─── Document text ───

Should it be recognized as a tort in Texas?

Written by Carlos R. Soltero and Kayla Carrick Kelly


The common law tradition is based on experience, not logic.1 Though we live in an era when busy legislatures keep enacting statutes for specific claims and causes of action in response to general cries that “there ought to be a law against this or that,” the common law has not yet been formally abolished in Texas.2

Although the Texas Supreme Court has been reluctant in the past two decades to expand tort common law claims,3 the common law has been the traditional method where courts recognize evolving legal norms over time.4 Over time, available common law tort claims and the names of various injurious acts visited upon people have been transformed, morphed, or abandoned.5 According to the Texas Supreme Court, “[w]hen recognizing a new cause of action and the accompanying expansion of duty, we must perform something akin to a cost-benefit analysis to assure that this expansion of liability is justified.”6

Is it time for the common law tort of gaslighting? Gaslighting refers to a particular species of manipulation or psychological abuse preying on the vulnerability of another to suggest to them that something that is not in fact true, is in fact true. Gaslighting has been described by a psychologist in a Texas case as:

manipulative behavior used to confuse people into questioning their reactions to events, so much so that the victims of gaslighting begin to question their own sanity. . . . [g]aslighting is often referred to as “crazy-making” as it makes otherwise ordinary functioning individuals act “crazy” in the face of such discrepant pieces of information.7

The term originates from a psychological thriller play and movie from the early 20th century called Gaslight,8 but the term and concept still permeates pop culture today9.

While somewhat akin to causes of action we are familiar with like fraud, invasion of privacy, and intentional infliction of emotional distress, gaslighting does not exactly match any of these and appears to be a concern in the internet era with its “deepfakes,” “ghosting,” and other forms of truth manipulation. It may be more difficult to uncover and detect than existing causes of action, even by a person using reasonable diligence.

───

- [Set problem 1] Pull out every line of the records that contains the string "construction".
The records that come next are unrelated to the text.

─── Provided records ───

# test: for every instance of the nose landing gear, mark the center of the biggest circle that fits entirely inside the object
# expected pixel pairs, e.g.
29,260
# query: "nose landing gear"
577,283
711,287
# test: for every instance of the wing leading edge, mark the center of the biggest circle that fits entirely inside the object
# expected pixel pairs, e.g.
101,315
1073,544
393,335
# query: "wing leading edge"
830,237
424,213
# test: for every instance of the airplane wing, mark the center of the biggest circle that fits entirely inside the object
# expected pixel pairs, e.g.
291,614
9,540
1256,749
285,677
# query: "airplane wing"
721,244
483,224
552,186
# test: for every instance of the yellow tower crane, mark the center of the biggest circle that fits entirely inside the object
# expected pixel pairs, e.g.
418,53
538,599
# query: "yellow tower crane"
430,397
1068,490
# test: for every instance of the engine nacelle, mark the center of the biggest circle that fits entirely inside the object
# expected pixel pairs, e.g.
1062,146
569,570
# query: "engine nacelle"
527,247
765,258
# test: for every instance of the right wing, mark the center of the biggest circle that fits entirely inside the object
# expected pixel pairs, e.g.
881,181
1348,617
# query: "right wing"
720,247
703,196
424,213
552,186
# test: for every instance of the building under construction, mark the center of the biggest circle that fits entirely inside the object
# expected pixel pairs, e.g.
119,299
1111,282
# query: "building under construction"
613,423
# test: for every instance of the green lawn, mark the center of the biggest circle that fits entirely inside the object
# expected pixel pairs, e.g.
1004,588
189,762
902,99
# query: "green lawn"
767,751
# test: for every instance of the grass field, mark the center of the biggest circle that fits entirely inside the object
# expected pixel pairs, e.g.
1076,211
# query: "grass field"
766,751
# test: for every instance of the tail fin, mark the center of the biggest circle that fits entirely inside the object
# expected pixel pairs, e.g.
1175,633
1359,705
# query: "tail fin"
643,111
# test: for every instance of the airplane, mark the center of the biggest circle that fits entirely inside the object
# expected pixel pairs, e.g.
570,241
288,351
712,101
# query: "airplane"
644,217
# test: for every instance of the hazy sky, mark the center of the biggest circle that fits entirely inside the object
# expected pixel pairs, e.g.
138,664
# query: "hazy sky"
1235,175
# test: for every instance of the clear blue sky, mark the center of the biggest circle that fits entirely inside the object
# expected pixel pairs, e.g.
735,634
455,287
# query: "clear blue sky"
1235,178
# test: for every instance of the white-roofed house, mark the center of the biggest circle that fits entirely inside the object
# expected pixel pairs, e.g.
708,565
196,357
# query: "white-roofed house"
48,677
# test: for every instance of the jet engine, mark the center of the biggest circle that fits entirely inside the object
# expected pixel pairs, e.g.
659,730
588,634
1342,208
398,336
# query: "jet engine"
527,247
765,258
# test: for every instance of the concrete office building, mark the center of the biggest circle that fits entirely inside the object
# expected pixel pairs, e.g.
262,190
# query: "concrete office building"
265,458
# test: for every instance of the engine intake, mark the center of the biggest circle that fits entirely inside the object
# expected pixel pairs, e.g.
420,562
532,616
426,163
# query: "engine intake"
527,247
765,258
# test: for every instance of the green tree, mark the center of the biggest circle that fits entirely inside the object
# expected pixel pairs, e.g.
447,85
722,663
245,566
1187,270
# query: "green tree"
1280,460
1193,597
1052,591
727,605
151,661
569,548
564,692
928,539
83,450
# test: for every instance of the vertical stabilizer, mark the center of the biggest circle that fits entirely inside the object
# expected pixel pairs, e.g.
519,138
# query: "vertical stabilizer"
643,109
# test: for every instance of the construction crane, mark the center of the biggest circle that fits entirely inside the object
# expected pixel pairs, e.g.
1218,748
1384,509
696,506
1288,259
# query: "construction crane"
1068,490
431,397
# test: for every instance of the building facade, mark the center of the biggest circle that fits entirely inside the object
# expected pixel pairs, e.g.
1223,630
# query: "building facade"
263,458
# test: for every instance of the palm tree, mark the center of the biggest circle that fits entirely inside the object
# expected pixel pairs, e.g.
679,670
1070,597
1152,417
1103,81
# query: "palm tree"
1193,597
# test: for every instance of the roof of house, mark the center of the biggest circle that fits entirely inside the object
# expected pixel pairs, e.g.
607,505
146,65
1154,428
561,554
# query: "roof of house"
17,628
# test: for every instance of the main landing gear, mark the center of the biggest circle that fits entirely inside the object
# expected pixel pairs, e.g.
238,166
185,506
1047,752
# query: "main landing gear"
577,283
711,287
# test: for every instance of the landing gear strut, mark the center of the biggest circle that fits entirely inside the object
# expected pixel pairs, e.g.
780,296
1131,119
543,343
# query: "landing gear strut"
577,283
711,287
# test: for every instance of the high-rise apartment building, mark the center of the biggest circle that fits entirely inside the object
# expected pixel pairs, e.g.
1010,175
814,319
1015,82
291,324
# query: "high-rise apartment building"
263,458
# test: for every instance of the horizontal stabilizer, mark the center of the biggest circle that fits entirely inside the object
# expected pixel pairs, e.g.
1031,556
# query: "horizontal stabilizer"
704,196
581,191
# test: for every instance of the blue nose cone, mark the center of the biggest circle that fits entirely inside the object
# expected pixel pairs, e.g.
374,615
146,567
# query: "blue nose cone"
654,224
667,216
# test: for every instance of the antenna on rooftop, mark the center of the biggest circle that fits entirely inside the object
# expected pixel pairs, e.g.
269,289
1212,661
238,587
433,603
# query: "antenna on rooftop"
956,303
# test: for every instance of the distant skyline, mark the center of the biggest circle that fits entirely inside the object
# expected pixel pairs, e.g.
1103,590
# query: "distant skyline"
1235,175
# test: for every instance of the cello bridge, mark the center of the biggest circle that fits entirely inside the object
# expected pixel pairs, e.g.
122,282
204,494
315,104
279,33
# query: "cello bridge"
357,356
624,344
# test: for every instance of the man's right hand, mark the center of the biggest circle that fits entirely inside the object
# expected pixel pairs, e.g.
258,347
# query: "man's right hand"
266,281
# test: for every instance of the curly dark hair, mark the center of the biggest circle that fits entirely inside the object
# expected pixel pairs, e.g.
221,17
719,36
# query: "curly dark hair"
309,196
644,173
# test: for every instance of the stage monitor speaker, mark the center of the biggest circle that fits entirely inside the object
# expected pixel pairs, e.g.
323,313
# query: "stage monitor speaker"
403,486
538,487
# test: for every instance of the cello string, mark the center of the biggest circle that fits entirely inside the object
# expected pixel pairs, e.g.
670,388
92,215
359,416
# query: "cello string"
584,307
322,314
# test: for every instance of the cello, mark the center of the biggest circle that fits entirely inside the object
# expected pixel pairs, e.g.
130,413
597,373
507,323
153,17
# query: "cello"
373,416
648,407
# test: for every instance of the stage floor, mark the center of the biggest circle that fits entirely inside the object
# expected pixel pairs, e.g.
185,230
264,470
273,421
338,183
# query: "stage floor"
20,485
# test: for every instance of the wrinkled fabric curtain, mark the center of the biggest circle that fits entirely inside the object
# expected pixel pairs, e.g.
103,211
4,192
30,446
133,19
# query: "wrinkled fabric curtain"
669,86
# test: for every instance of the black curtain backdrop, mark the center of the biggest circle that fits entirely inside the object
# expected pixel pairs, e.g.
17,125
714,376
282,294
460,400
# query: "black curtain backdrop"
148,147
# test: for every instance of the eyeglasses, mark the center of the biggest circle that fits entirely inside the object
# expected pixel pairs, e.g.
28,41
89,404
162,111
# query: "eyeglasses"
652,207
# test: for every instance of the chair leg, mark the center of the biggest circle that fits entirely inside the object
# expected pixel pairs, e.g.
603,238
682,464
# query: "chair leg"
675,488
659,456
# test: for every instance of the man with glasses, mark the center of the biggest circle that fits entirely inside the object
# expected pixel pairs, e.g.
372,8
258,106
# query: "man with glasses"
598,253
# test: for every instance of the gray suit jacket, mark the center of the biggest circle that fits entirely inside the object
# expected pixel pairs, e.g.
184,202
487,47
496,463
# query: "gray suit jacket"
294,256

───

- [Set problem 2] Based on the text on gaslighting, answer yes or no for each statement and quote the deciding words: (a) The term comes from a play and movie called Gaslight. (b) The common law has been formally abolished in Texas. (c) The Texas Supreme Court has been eager over the past two decades to expand tort common law claims.

- [Result 1]
# test: for every instance of the building under construction, mark the center of the biggest circle that fits entirely inside the object
# query: "building under construction"
# test: for every instance of the construction crane, mark the center of the biggest circle that fits entirely inside the object
# query: "construction crane"

- [Result 2]
(a) Yes: "The term originates from a psychological thriller play and movie from the early 20th century called Gaslight"
(b) No: "the common law has not yet been formally abolished in Texas"
(c) No: "the Texas Supreme Court has been reluctant in the past two decades to expand tort common law claims"